**WHAT IS REQUIRED**.
Find each line in the material that contains the word "white", and copy those lines out.

**THE DATA**.
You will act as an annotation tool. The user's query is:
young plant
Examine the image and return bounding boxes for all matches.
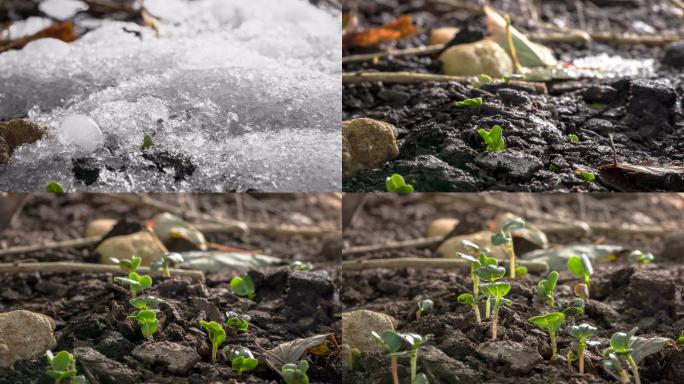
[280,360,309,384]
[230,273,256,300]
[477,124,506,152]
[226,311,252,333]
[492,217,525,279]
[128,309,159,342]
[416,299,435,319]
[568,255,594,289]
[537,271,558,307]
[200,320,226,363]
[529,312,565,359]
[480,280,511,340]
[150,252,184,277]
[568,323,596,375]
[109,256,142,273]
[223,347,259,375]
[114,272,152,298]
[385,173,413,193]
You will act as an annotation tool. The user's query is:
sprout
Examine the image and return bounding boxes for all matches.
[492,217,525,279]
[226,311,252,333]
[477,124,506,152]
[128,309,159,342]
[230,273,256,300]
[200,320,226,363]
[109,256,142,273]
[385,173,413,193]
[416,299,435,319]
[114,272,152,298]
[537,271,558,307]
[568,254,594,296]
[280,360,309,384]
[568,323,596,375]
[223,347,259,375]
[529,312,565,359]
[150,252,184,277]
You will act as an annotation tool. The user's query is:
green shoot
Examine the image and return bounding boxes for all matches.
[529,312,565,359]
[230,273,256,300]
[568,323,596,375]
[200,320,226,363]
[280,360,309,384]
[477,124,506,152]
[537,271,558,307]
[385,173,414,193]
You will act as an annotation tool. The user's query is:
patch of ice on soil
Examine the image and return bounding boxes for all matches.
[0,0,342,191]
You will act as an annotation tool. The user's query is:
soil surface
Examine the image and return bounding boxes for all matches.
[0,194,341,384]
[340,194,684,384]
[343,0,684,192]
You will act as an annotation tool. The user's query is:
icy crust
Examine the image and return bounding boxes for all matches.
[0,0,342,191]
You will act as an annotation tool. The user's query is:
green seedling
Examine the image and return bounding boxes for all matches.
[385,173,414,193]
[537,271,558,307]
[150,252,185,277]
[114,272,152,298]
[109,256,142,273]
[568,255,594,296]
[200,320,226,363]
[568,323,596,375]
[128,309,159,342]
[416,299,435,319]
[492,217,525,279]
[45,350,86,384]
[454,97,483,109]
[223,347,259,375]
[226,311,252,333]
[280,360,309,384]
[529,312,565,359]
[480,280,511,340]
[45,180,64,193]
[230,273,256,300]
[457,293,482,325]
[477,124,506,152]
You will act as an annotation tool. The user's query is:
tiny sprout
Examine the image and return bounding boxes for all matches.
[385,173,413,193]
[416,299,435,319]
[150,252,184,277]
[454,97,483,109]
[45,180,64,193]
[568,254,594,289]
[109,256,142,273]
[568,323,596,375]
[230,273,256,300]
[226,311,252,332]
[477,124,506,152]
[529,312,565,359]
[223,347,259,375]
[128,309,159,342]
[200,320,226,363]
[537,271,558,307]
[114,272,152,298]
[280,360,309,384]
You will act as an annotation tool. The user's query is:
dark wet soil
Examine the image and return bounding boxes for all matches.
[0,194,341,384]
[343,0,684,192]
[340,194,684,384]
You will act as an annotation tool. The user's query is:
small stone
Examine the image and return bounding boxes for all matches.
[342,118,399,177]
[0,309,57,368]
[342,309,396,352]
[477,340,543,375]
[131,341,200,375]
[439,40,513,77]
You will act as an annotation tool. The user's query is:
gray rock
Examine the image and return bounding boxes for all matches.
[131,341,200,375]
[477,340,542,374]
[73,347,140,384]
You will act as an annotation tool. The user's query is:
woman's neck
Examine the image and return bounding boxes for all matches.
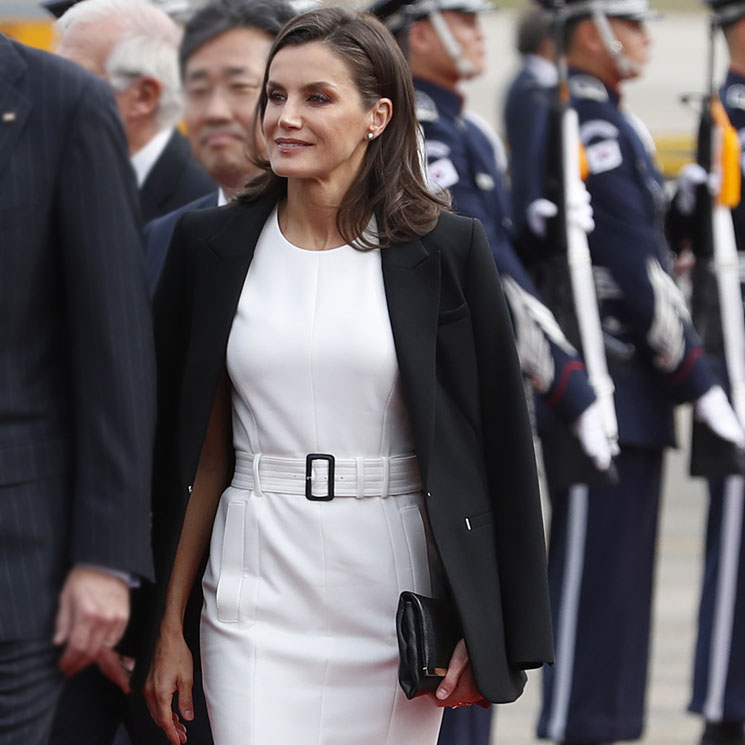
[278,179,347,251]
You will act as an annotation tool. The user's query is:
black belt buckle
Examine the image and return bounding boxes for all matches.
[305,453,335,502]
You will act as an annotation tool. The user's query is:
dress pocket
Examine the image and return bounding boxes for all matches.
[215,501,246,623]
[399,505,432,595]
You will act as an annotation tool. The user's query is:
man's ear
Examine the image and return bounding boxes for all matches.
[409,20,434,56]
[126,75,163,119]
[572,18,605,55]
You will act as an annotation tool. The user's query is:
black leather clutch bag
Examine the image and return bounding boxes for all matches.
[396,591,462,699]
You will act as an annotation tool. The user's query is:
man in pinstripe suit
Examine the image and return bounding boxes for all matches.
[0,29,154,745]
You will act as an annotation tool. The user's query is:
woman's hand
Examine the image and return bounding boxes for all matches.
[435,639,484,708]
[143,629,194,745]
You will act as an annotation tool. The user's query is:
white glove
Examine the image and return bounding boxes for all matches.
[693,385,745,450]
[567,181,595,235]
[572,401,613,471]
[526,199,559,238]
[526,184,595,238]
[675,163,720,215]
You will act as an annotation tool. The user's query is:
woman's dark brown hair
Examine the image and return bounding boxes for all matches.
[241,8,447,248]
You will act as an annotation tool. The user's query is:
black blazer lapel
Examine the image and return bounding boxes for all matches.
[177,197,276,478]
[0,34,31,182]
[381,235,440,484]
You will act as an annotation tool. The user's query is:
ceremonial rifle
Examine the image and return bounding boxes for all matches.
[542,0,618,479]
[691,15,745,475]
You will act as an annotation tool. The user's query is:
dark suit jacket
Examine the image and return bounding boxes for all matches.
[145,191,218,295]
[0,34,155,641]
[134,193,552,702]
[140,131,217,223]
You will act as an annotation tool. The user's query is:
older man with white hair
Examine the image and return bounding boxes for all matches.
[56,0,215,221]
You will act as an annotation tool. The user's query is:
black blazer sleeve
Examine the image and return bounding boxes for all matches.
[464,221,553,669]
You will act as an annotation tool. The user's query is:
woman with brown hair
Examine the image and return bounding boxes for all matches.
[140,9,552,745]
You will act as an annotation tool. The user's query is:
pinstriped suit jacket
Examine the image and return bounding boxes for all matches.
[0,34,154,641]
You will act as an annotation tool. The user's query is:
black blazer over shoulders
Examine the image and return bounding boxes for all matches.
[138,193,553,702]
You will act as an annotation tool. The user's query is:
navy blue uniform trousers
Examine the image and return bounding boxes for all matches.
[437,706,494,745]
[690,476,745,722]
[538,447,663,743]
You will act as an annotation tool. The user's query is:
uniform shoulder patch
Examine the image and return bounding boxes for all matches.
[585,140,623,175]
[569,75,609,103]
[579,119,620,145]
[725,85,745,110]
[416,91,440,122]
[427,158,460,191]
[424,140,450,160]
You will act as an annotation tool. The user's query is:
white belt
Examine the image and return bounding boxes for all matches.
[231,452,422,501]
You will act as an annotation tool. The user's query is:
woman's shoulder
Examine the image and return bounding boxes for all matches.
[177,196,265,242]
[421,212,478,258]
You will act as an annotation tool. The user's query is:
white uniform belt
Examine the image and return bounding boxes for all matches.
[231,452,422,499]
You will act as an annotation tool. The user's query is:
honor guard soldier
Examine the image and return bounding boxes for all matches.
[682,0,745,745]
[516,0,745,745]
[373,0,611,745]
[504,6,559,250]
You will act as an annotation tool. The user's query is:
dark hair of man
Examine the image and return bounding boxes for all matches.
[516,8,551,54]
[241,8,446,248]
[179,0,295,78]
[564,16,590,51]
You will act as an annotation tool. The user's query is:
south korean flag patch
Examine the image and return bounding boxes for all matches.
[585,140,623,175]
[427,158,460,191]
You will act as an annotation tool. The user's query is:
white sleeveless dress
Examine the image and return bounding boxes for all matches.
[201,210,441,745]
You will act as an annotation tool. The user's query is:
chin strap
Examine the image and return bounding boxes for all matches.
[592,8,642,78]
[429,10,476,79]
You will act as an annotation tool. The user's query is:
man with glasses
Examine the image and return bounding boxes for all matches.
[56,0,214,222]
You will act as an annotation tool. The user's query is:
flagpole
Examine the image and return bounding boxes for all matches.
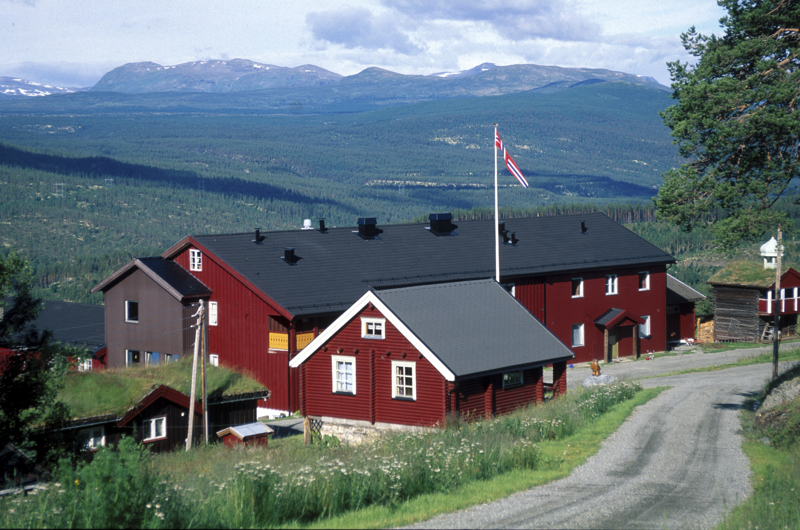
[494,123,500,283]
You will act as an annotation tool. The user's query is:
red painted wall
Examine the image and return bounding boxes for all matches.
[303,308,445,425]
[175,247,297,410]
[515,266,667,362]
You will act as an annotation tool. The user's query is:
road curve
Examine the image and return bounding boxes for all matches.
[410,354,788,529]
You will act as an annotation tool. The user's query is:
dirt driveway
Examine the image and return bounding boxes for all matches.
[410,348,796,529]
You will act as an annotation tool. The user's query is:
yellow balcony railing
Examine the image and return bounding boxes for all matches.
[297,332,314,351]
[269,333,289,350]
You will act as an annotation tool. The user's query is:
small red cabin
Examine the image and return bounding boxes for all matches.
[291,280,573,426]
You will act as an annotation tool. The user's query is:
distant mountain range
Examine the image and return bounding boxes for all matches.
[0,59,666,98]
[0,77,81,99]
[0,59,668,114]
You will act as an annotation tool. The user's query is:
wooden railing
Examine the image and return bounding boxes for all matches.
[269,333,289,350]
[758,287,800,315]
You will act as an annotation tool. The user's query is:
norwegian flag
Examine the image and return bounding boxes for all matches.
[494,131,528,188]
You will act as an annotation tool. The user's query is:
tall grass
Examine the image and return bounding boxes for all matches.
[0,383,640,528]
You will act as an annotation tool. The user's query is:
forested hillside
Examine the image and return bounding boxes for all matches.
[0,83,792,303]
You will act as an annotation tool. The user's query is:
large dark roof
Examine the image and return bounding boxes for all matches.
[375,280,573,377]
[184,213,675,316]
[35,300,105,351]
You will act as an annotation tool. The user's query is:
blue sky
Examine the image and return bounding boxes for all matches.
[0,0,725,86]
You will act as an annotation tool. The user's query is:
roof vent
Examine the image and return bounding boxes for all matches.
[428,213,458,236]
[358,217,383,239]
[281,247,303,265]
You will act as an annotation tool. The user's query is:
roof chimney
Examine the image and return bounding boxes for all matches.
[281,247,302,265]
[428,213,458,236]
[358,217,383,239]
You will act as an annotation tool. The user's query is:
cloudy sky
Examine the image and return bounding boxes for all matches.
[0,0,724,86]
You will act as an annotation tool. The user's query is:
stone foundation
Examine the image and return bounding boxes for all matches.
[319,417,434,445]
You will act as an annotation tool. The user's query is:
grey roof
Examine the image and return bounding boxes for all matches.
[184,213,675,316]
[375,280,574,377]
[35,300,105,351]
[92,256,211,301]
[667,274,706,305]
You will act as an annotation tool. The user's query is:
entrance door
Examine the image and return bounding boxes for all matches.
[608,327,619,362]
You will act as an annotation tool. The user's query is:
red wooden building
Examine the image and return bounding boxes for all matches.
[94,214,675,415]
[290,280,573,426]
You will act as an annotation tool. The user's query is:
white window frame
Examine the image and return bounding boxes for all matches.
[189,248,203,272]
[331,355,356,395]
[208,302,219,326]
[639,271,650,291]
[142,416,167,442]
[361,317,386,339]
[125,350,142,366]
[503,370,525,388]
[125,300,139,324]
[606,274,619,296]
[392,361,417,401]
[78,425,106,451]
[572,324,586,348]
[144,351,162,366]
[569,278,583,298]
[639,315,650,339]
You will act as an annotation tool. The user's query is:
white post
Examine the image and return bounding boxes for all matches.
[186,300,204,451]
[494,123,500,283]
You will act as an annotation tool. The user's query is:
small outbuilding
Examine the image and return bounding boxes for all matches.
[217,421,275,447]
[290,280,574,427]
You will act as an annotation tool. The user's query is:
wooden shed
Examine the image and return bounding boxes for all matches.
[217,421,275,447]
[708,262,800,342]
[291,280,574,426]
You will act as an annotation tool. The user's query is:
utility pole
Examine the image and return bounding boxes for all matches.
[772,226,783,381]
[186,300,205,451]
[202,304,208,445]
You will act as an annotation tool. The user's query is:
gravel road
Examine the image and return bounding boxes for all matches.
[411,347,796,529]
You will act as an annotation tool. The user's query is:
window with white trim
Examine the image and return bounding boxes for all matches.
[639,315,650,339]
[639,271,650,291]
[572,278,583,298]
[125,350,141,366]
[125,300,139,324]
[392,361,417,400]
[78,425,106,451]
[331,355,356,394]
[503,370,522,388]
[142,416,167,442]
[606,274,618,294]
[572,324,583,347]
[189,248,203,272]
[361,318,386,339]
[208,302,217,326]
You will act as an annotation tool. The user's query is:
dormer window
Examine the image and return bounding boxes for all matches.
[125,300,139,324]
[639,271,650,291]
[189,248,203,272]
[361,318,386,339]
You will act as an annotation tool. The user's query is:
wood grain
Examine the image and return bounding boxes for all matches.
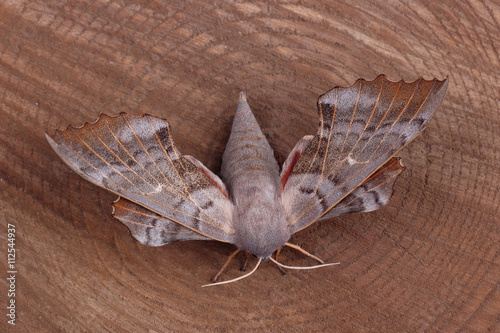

**CORRECT RESULT**.
white glove
older man with white hair
white belt
white uniform belt
white sleeveless dress
white window frame
white post
window with white trim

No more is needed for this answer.